EXTRACTED TEXT
= = =

Monthly Archives: February 2014

Prezi

My Instructional Technology class asked us to play with Prezi, Some thoughts:

  1. I don’t think I’ve ever seen a presentation using Prezi that wasn’t made worse by it. Sometimes because the internet connection wasn’t good enough to support it, and it wasn’t installed locally. Usually because the transitions were distracting. Sometimes because there were better less spatial schema available for the information.
  2. I don’t think this is necessarily a general problem with Prezi, I think it is just that we have decades of experience designing slides, and (at least in principle) roughly know how not to suck at it, while no such body of knowledge exists for zooming presentations. Especially because it plays on our tendency to use novel features because they are there, just like we’ve slowly learned to exercise restraint with the awful things that can be done with fonts and colors in most slideware.
  3. Prezi’s designers clearly read Jef Raskin’s The Humane Interface and took it as gospel. It looks like a subset of a ZUI (Zooming User Interface) that he advocated for, unselfconsciously ignoring subsequent criticisms.

= = =

SET TASKS
1. In the post about Prezi, which book does the writer say Prezi's designers clearly read?
2. Translate this sentence from the post about Prezi into Spanish: "Usually because the transitions were distracting."
3. Write what comes next in the post about Prezi, picking up right after its final sentence.

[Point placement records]
= = =

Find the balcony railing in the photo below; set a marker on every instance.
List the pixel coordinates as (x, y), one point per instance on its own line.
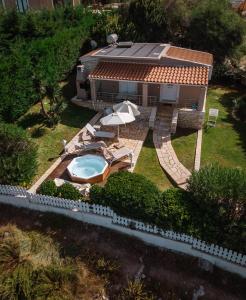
(117, 97)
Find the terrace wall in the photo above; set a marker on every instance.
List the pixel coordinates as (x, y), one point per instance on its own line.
(104, 216)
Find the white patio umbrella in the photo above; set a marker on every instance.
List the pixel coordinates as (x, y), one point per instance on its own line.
(127, 107)
(116, 119)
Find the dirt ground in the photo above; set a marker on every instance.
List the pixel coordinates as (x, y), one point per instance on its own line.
(166, 274)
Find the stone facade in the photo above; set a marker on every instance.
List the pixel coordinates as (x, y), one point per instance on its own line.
(188, 118)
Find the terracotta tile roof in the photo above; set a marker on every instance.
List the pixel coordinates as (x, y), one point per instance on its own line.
(151, 73)
(242, 7)
(190, 55)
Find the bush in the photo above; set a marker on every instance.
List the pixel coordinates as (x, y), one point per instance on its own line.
(240, 108)
(48, 188)
(68, 191)
(18, 156)
(219, 198)
(96, 194)
(174, 212)
(132, 195)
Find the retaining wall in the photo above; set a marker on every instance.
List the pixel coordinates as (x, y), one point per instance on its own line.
(104, 216)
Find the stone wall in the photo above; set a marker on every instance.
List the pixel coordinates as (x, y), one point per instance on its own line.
(189, 118)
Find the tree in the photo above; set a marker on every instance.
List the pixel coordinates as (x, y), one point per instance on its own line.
(216, 28)
(147, 21)
(18, 156)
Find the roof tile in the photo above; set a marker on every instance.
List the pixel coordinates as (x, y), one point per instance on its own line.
(190, 55)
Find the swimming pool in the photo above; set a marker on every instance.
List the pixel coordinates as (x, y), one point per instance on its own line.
(88, 168)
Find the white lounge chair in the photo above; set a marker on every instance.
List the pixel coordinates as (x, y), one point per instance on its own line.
(99, 134)
(118, 154)
(84, 189)
(90, 146)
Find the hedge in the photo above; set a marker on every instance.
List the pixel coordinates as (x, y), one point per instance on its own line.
(130, 195)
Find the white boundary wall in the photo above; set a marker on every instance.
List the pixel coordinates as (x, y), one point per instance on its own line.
(103, 216)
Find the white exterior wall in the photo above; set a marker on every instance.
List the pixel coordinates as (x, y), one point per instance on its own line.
(104, 216)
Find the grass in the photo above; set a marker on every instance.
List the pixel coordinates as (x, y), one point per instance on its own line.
(225, 143)
(49, 140)
(184, 144)
(148, 165)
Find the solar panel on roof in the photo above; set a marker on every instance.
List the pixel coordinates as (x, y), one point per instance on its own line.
(137, 50)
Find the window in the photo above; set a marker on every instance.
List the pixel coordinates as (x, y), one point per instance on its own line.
(22, 5)
(128, 87)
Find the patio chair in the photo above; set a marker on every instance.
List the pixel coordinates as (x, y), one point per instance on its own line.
(91, 146)
(212, 117)
(99, 134)
(118, 154)
(84, 189)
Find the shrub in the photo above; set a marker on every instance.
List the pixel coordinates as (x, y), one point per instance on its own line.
(219, 198)
(48, 188)
(96, 194)
(132, 195)
(240, 108)
(135, 290)
(68, 191)
(174, 212)
(18, 156)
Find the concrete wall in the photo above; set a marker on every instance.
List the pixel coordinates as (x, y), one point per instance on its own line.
(10, 4)
(189, 95)
(108, 86)
(114, 222)
(188, 118)
(41, 4)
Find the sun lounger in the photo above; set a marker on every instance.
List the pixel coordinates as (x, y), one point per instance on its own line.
(82, 188)
(91, 146)
(118, 154)
(99, 134)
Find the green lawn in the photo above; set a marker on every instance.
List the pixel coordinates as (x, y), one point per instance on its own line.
(148, 165)
(49, 139)
(226, 143)
(184, 144)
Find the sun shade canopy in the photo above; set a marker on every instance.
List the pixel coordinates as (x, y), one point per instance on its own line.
(191, 75)
(127, 107)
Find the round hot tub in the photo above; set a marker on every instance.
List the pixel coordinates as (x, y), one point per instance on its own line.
(88, 168)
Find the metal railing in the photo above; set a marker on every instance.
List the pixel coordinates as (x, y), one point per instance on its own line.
(117, 97)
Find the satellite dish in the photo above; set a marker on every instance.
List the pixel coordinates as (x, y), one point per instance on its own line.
(112, 38)
(93, 44)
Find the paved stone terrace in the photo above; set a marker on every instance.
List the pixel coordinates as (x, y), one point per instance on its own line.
(131, 136)
(165, 152)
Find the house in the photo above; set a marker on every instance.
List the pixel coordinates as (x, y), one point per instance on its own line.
(149, 74)
(24, 5)
(242, 9)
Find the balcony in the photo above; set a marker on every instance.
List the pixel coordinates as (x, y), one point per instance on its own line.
(117, 97)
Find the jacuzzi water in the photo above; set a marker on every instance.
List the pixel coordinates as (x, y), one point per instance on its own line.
(87, 166)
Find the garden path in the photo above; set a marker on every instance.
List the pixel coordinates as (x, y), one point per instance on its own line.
(165, 152)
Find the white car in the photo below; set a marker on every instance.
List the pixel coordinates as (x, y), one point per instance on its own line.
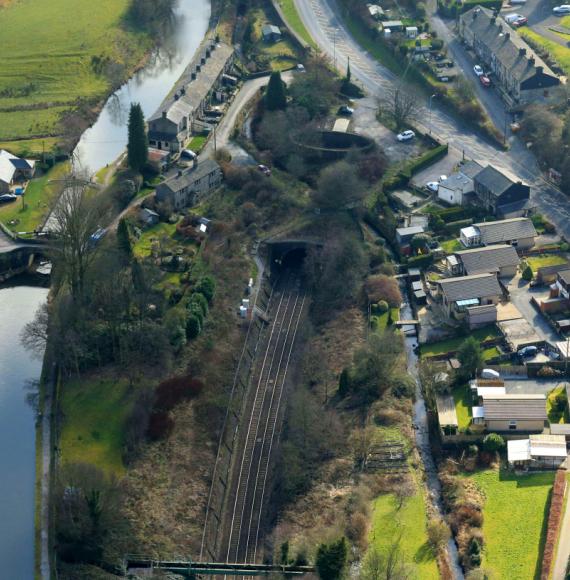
(432, 186)
(405, 135)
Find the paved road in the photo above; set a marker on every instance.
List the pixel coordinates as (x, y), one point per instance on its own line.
(321, 18)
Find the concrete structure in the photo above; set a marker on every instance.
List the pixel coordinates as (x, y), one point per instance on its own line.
(187, 187)
(537, 452)
(519, 74)
(518, 232)
(270, 33)
(500, 194)
(173, 122)
(459, 294)
(501, 259)
(507, 413)
(14, 170)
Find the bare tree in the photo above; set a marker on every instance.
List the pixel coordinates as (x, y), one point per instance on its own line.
(73, 221)
(402, 105)
(389, 565)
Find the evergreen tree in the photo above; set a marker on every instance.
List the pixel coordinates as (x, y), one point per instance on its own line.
(331, 560)
(124, 238)
(275, 99)
(137, 147)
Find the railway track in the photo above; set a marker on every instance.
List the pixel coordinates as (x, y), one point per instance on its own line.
(261, 426)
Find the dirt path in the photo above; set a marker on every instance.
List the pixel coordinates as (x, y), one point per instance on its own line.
(563, 553)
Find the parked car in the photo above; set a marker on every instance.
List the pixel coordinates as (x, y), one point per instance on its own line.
(7, 197)
(432, 186)
(528, 351)
(405, 135)
(188, 154)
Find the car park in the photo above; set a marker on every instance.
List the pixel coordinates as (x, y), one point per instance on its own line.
(405, 135)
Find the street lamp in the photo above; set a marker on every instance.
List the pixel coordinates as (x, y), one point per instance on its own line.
(430, 101)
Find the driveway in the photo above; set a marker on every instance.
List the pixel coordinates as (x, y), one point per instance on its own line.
(520, 297)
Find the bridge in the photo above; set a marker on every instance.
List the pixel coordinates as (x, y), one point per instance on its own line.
(190, 569)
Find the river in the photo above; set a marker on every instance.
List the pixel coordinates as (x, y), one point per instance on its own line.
(102, 143)
(18, 305)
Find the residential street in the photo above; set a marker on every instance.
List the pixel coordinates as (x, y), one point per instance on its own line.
(321, 18)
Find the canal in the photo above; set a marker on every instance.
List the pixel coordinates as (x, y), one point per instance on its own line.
(102, 143)
(18, 368)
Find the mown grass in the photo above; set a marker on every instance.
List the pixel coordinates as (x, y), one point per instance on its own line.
(452, 344)
(560, 53)
(39, 198)
(515, 513)
(94, 413)
(536, 262)
(409, 525)
(294, 21)
(47, 49)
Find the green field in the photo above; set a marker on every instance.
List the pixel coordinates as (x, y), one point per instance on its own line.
(514, 527)
(295, 22)
(46, 63)
(452, 344)
(560, 53)
(408, 523)
(94, 412)
(39, 198)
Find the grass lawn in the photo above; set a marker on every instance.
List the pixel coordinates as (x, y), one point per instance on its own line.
(536, 262)
(143, 247)
(94, 413)
(515, 513)
(463, 404)
(555, 416)
(48, 49)
(295, 22)
(408, 523)
(560, 53)
(452, 344)
(451, 246)
(39, 197)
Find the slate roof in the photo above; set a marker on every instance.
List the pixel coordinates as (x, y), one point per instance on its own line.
(505, 44)
(489, 258)
(190, 176)
(468, 287)
(513, 407)
(195, 90)
(506, 230)
(495, 181)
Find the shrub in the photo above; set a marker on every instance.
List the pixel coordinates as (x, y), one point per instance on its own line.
(493, 442)
(160, 426)
(172, 391)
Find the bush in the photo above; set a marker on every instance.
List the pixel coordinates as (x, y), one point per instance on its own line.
(160, 426)
(493, 442)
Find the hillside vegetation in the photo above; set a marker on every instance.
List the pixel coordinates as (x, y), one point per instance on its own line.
(57, 55)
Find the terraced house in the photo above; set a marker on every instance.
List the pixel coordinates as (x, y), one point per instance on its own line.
(520, 75)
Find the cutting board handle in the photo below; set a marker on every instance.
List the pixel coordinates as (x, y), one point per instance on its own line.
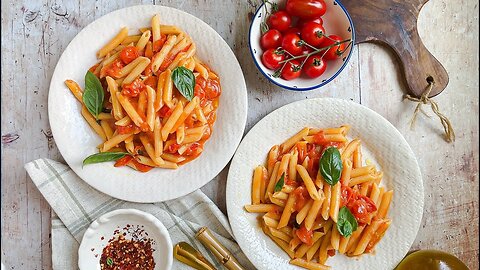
(419, 65)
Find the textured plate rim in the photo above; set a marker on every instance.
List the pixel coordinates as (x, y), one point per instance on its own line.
(232, 210)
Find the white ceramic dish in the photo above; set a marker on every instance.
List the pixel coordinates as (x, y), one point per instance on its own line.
(381, 143)
(104, 226)
(335, 21)
(76, 140)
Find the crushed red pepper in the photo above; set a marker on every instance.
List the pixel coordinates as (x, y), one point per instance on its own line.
(128, 254)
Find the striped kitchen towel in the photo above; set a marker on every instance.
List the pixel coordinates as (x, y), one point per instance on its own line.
(76, 205)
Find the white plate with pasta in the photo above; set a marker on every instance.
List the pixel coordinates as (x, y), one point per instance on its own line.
(147, 103)
(324, 184)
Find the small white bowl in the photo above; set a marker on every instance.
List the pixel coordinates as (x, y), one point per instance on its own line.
(336, 21)
(101, 230)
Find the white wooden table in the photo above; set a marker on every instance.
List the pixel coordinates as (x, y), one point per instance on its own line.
(35, 33)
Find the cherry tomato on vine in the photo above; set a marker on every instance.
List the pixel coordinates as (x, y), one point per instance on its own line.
(291, 43)
(271, 58)
(315, 66)
(279, 20)
(306, 9)
(294, 30)
(291, 70)
(313, 33)
(336, 51)
(301, 23)
(271, 39)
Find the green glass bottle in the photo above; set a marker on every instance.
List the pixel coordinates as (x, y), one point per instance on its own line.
(431, 260)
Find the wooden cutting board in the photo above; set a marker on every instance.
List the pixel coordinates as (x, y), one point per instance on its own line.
(394, 24)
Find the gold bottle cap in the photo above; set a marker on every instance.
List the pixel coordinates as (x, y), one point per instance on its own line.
(223, 255)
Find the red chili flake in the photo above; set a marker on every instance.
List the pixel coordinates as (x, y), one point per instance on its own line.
(129, 248)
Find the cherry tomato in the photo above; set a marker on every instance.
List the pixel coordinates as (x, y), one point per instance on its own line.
(313, 33)
(272, 39)
(128, 54)
(301, 195)
(271, 58)
(212, 90)
(301, 23)
(336, 51)
(134, 88)
(291, 43)
(362, 208)
(126, 129)
(315, 66)
(347, 196)
(279, 20)
(165, 111)
(294, 30)
(291, 70)
(123, 161)
(306, 9)
(306, 236)
(113, 70)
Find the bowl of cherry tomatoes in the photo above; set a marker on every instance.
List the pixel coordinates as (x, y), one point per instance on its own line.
(301, 44)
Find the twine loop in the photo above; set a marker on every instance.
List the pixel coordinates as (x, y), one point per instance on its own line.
(424, 99)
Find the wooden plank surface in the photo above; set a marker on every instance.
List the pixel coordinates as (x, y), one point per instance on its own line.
(35, 34)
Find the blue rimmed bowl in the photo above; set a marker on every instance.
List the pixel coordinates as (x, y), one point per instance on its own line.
(336, 21)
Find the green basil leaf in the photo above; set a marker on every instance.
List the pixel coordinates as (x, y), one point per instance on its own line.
(280, 183)
(346, 222)
(93, 94)
(104, 157)
(184, 81)
(331, 165)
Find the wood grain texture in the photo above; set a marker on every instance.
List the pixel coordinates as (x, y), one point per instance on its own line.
(393, 23)
(35, 34)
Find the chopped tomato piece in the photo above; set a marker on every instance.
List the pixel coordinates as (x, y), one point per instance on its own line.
(151, 81)
(113, 70)
(127, 129)
(173, 148)
(165, 111)
(123, 161)
(134, 88)
(157, 45)
(191, 149)
(128, 54)
(301, 195)
(306, 236)
(212, 90)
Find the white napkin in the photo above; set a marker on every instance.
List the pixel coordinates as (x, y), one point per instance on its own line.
(76, 205)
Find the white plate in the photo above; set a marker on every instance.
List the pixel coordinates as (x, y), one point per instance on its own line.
(76, 140)
(381, 143)
(102, 229)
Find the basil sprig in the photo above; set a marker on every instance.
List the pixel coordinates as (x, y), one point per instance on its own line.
(280, 183)
(331, 165)
(184, 81)
(93, 94)
(346, 222)
(103, 157)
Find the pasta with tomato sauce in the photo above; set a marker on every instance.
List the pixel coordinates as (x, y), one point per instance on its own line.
(159, 99)
(317, 197)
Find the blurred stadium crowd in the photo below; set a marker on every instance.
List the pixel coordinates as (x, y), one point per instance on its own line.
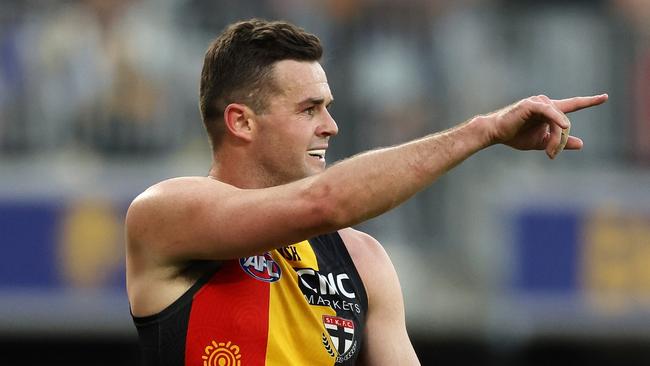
(98, 99)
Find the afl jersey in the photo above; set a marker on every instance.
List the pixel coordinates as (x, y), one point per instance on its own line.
(303, 304)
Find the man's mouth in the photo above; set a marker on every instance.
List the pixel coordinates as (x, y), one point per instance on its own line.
(317, 153)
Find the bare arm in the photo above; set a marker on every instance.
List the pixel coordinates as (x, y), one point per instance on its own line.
(387, 341)
(200, 218)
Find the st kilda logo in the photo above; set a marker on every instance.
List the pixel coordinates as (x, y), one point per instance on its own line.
(261, 267)
(341, 343)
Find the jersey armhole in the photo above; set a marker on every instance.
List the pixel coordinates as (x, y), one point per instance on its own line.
(183, 300)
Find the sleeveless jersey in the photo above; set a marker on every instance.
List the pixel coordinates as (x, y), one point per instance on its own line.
(303, 304)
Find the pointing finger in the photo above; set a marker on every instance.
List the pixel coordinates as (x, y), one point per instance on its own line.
(577, 103)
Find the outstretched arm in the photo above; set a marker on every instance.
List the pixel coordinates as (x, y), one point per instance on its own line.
(200, 218)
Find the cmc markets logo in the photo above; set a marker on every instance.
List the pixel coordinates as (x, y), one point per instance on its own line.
(261, 267)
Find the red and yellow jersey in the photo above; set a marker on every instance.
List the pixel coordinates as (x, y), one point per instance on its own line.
(303, 304)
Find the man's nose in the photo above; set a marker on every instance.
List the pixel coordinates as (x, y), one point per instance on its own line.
(328, 127)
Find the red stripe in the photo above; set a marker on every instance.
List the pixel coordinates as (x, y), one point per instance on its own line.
(231, 307)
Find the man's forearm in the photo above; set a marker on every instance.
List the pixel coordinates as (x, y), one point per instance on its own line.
(368, 184)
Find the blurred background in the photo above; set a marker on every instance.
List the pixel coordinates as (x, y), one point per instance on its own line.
(510, 259)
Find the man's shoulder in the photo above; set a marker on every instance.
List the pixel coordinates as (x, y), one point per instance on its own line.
(362, 246)
(178, 187)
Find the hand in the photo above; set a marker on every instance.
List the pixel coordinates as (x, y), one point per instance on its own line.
(537, 123)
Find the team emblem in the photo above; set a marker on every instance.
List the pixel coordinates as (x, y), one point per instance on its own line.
(341, 334)
(221, 354)
(261, 267)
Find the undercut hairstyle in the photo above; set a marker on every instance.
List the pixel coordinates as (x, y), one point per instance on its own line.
(238, 67)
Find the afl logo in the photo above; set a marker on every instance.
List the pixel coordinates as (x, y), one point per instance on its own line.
(261, 267)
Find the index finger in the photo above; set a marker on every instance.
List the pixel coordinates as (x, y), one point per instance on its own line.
(577, 103)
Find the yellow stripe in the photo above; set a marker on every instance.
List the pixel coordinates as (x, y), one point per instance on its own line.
(295, 327)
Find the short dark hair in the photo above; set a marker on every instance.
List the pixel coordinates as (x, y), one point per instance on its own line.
(238, 67)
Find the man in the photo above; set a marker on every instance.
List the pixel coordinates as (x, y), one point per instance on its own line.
(256, 264)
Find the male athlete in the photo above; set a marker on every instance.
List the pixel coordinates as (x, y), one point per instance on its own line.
(256, 264)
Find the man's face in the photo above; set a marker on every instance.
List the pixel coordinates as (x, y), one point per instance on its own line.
(293, 133)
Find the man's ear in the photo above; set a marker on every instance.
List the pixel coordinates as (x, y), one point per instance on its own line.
(238, 119)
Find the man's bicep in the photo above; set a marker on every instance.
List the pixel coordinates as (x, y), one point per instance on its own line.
(200, 218)
(388, 342)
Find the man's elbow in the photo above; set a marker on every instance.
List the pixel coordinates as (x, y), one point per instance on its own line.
(325, 207)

= = =

RESULTS FOR EACH TASK
1. Jef Raskin's The Humane Interface.

2. Normalmente porque las transiciones distraían.

3.
  4. Building something like that on top of Flash in this day and age is utter, inexcusable insanity. I went through four OS+Browser combinations before I found an environment where it didn’t crash Flash immediately.
  5. Their motion interpolation is the most annoying, nauseating motion in a world of annoying, nauseating smooth scrolling schemes.
  6. Sign up with your .edu address through the “for education” link if you have one. You basically get the small paid plan for free.
  7. By default, they appear to send you email every fucking day, and have one of those intentionally obtuse tools (not accessible except for via the unsubscribe link in the email footer, unsubscribe button set up to look like it might delete your whole account, etc.) to fix it.

Bah. 99 times out of 100, I’m sticking with Beamer.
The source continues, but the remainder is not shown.